Could you update the stretch of lines from the one containing "Can you see the outstretched" through the one containing "[1113, 214]" by replacing "inflatable ring" with "pool float" and leaving all else unchanged, returning only those lines?
— Begin Data listing —
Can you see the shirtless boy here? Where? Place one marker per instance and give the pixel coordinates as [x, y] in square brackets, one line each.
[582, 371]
— End Data listing —
— Begin Data listing —
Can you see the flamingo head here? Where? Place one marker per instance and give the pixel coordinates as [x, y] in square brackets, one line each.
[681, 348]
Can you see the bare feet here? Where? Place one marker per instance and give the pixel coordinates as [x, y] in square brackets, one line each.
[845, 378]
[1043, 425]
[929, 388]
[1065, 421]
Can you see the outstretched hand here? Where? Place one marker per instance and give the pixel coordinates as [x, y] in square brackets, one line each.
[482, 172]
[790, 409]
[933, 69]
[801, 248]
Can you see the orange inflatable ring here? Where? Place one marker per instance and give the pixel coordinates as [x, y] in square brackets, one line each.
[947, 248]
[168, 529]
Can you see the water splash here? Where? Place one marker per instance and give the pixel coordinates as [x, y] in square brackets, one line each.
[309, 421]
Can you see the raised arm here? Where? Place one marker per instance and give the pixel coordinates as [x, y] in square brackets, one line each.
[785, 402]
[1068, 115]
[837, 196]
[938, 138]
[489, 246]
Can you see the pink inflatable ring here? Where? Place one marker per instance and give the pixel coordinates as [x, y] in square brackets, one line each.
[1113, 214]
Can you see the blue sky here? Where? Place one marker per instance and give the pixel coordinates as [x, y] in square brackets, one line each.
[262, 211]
— End Data listing —
— Begin Data listing —
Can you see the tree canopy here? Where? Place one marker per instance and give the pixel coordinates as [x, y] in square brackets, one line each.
— End Data listing —
### Task result:
Can you see the outstretched hand here? Where? Place one marker per instance and give the pixel coordinates as [x, y] in square brackets, one line each.
[482, 172]
[790, 409]
[933, 69]
[801, 248]
Can you see the orange pool float here? Where? Place one marker per instance and give the pixel coordinates as [x, y] in square brackets, one line each.
[947, 248]
[168, 529]
Can you see the water splash here? Where? Place one marker per instance and give the pixel coordinates as [x, y] in square brackets, one line each.
[309, 421]
Can you see the raised arm here? Where? Place one marker per instance and give the pixel coordinates as [x, y] in square brackets, one line each.
[785, 402]
[1068, 115]
[837, 196]
[938, 138]
[489, 246]
Can you see the pink pool float here? Where? Place one marker per instance and give the pixel coordinates as [x, y] in square brackets, one line each.
[1113, 214]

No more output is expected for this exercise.